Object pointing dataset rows
══════════

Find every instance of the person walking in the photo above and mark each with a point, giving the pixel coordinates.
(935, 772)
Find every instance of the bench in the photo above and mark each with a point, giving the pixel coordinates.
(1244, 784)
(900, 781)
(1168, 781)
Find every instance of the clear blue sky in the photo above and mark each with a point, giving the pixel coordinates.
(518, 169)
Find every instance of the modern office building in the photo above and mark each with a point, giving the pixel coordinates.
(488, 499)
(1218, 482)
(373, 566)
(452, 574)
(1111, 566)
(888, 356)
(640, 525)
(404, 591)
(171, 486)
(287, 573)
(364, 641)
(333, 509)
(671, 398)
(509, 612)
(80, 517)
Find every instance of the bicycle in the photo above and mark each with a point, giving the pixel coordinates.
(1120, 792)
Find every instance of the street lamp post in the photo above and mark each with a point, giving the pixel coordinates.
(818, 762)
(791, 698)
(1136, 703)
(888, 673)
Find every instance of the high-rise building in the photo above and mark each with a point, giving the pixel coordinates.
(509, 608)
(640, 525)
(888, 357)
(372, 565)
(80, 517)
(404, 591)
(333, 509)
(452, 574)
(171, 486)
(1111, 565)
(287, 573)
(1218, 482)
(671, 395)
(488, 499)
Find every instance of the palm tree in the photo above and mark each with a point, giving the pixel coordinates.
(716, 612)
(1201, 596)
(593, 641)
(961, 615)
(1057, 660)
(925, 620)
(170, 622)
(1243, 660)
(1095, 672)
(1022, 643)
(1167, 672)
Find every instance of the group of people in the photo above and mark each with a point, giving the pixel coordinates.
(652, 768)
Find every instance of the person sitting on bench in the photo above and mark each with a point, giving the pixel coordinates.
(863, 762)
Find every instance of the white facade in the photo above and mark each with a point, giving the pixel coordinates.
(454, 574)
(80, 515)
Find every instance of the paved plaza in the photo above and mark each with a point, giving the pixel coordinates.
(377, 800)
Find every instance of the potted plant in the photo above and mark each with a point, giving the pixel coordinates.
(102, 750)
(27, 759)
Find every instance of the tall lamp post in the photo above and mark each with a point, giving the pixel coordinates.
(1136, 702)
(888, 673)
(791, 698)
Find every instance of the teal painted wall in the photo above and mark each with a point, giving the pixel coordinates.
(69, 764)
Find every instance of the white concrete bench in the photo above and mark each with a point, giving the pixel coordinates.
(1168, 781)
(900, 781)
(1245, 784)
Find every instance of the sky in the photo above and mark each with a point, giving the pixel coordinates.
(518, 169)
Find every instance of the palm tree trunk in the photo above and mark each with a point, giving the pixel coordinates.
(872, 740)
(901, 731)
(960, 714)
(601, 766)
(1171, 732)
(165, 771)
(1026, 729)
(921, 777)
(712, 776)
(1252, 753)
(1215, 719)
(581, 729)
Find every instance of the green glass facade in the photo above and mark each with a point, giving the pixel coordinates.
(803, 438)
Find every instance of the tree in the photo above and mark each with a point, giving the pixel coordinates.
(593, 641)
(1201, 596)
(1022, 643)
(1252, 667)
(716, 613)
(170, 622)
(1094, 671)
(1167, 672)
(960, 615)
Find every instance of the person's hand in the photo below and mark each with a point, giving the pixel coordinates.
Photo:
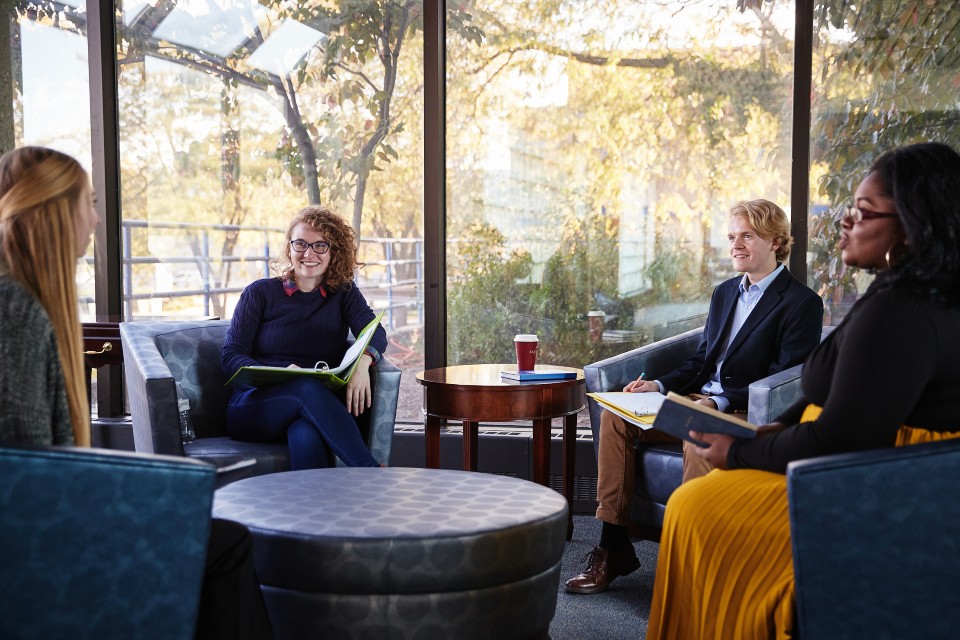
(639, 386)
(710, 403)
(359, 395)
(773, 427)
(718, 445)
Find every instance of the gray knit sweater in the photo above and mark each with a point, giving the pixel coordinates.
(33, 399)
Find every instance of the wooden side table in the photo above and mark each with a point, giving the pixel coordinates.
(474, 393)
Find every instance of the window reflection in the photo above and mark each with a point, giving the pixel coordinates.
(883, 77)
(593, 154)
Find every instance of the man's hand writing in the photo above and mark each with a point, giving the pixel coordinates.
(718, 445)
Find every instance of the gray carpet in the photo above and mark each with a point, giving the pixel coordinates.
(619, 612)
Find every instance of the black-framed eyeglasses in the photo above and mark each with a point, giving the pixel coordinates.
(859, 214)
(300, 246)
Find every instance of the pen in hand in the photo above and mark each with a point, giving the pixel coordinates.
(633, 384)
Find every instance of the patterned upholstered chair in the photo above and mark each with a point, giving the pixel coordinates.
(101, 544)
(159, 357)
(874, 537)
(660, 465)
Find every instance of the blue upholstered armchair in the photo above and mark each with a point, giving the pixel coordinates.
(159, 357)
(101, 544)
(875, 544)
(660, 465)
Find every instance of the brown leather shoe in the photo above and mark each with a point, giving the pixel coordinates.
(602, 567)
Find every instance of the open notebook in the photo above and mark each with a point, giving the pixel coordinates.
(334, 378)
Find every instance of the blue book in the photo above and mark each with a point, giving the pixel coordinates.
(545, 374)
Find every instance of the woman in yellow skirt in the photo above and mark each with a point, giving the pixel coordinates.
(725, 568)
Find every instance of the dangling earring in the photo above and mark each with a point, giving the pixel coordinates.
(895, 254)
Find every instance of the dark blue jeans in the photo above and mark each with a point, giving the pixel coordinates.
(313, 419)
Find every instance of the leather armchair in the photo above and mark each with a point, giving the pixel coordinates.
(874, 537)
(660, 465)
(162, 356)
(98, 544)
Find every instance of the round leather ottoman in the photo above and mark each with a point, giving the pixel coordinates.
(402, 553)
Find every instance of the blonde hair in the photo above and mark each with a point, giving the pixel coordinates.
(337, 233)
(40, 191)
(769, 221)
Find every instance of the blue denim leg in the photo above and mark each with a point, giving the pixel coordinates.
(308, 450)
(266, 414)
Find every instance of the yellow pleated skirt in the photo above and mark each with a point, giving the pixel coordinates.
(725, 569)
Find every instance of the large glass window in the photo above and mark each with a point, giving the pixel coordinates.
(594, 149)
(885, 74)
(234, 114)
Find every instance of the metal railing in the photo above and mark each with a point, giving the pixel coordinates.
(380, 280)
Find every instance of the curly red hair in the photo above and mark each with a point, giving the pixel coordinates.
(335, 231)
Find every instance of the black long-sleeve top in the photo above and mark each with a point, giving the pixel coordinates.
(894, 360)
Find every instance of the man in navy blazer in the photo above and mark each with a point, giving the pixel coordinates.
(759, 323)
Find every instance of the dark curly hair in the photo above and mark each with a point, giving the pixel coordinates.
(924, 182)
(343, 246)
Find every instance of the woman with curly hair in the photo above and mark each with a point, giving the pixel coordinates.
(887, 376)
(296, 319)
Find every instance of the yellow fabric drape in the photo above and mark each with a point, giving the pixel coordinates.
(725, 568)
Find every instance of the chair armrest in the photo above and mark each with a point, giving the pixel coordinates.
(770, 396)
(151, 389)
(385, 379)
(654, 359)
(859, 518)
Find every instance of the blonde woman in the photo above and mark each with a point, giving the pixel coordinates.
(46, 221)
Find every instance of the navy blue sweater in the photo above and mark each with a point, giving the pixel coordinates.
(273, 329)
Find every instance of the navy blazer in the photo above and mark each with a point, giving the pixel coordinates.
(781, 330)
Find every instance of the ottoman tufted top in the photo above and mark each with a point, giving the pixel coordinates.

══════════

Brief
Shift every pixel coordinate in the points by adding 119 to each x and y value. Rewrite everything from the line containing "Find every instance of the blonde hair" down to the end of the rows, requests included, and give only those lines.

Written solution
Find every instance of the blonde hair in the photo above and mark each with a point, giving the pixel coordinates.
(456, 352)
(159, 310)
(888, 340)
Find every instance of the blue denim leg in the photo above and mark each with a point, giving the pixel coordinates.
(427, 569)
(385, 533)
Find every instance of the yellow pleated skirt in the photo above and mark each with a point, giving the pixel coordinates.
(844, 688)
Find every instance of the large glass window in the photo above and mark each with a point, giving the pixel coordinates.
(713, 268)
(1004, 193)
(353, 233)
Find every instance of the metal railing in the photo above and mark each with a point, giving the pixel coordinates.
(499, 399)
Find every instance of the curly red hair in the photo above and mark each with a point, giving the pixel coordinates.
(454, 350)
Find every instance of the black long-sleeve top in the photo above and mark each with a point, giving the pixel coordinates.
(1013, 479)
Find every instance of the man in navy blazer in the photo above and mark each with a point, giving the pixel coordinates.
(878, 442)
Find every instance of the dark curly hair in the photo above and mark each with a point, giving the pixel coordinates.
(1043, 301)
(462, 365)
Find every instance of the woman with curly hair in the photo above and mark each with a point, giving the pixel coordinates.
(1006, 495)
(415, 438)
Find every instance of the yellow fabric drape in the photo above and mark each with a point, giving the pixel coordinates.
(844, 687)
Find every instance of the chair armrest in the photo above and mark each with a point, giving the pixel coordinates.
(889, 515)
(270, 508)
(504, 498)
(773, 478)
(978, 637)
Find every instance of the blonde woman in the photo above and mark each with a point, giving the pixel coordinates.
(165, 340)
Find every instance of the navy blue sweater in the photo above and mark each with a point, giving the pixel coordinates.
(392, 448)
Find every instance of the navy blazer in the photo above and mark each with a point, giving the pixel coordinates.
(900, 449)
Find every instance of the ottoman tufted top in the photo above and mark each with a point, giving the pixel coordinates.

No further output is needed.